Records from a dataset
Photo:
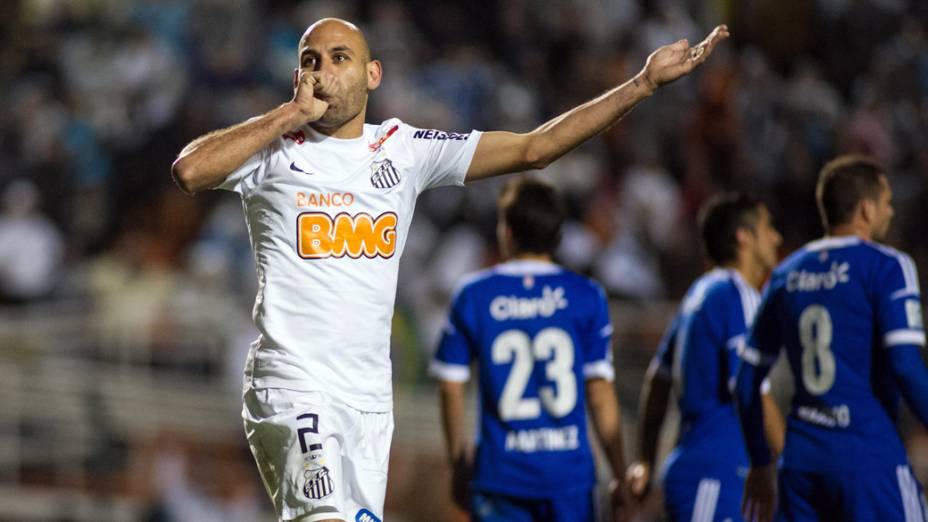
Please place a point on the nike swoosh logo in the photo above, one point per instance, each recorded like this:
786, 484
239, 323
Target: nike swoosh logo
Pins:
298, 169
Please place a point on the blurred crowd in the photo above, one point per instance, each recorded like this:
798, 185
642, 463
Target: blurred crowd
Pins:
100, 96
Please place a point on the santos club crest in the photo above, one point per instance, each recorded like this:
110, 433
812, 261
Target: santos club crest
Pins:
385, 175
318, 483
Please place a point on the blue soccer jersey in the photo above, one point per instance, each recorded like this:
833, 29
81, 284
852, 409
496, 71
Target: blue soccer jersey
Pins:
700, 352
839, 306
536, 332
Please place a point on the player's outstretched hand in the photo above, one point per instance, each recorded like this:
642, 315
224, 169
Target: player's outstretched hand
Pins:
670, 62
759, 494
306, 93
638, 478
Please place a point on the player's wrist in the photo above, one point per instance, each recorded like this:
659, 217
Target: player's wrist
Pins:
295, 114
644, 83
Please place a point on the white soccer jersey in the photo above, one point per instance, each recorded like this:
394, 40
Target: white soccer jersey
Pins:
328, 219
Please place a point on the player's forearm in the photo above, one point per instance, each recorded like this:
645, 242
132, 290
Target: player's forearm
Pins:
912, 376
774, 426
562, 134
751, 413
208, 160
653, 407
607, 421
452, 417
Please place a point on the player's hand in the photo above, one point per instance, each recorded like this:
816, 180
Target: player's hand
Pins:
460, 481
759, 495
670, 62
306, 93
638, 479
621, 503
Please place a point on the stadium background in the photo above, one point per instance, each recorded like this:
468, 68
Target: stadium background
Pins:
126, 304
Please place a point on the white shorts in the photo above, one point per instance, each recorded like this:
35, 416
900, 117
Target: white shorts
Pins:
318, 457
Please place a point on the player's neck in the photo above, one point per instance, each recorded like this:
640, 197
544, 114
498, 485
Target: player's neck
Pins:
851, 229
753, 273
352, 128
531, 256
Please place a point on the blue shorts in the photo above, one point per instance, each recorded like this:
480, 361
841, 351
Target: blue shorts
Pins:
885, 494
493, 507
703, 495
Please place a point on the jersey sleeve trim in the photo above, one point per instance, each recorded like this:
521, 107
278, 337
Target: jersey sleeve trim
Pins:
765, 386
661, 369
736, 342
449, 372
905, 336
599, 370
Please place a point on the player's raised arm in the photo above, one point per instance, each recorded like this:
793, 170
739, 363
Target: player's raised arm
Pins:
504, 152
209, 159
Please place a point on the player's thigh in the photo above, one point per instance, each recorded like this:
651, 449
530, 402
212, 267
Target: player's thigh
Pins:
492, 507
297, 440
802, 496
366, 456
713, 496
887, 494
573, 507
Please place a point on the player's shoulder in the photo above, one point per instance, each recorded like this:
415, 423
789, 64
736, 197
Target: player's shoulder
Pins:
414, 134
887, 254
474, 281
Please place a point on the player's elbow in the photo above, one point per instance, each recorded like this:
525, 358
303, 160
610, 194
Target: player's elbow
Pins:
538, 152
185, 176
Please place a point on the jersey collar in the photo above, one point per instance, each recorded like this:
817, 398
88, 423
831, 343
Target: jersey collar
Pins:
828, 243
528, 266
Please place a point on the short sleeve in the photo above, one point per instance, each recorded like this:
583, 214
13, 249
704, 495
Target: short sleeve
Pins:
441, 158
738, 320
898, 302
245, 178
663, 359
454, 355
597, 349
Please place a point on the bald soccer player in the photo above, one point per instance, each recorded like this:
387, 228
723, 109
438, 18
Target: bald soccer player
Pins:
328, 200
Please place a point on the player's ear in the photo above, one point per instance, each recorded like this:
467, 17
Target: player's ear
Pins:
374, 74
742, 236
867, 210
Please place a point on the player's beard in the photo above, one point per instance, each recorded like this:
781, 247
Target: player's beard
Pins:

(TASK DESCRIPTION): The expected answer is an exact copy of the lines above, beginning at the line with "Please place a point on the player's wrist" and ending at the line with "Target: blue shorts", with both ends in.

(RESPONSE TO THE TASK):
Please place a point on the player's wrist in the photo above, one point per instance, each recorded like this:
659, 217
Target: player's wrist
Pins:
295, 114
644, 83
Please place a point on the white soccer jersey in the photo above, one point per instance, each recorded like this:
394, 40
Target: white soccer jersey
Pins:
328, 219
Please place a point on the player's forearm in the photo above, one point per instance, each recorded like this:
645, 242
132, 290
Target: player's forearm
Pins:
912, 376
774, 426
562, 134
751, 413
208, 160
653, 407
607, 421
452, 417
Please place a point on the player's hand in the photo above, one point per instance, each recorded like this:
816, 180
Target: player's hand
Pins:
460, 481
759, 495
670, 62
306, 93
638, 479
621, 503
Please place a point on the stadium background in the photo above, one point per instance, each recorded like this:
468, 68
Target: stadium background
Pins:
126, 304
Please place a point on the white shorts in the photo above, one point per instance, each recorded like this:
35, 416
900, 117
Target: white shorts
Pins:
318, 457
Please place a point on the player's neck in the photo above, one point per instance, each recorded like this:
640, 197
544, 114
498, 485
Target: player's neck
Pins:
851, 229
753, 273
352, 128
531, 256
Please place a point on the blue shorts in the photo above, one point per instance, each recorded like this:
480, 361
841, 351
Target: blue shorts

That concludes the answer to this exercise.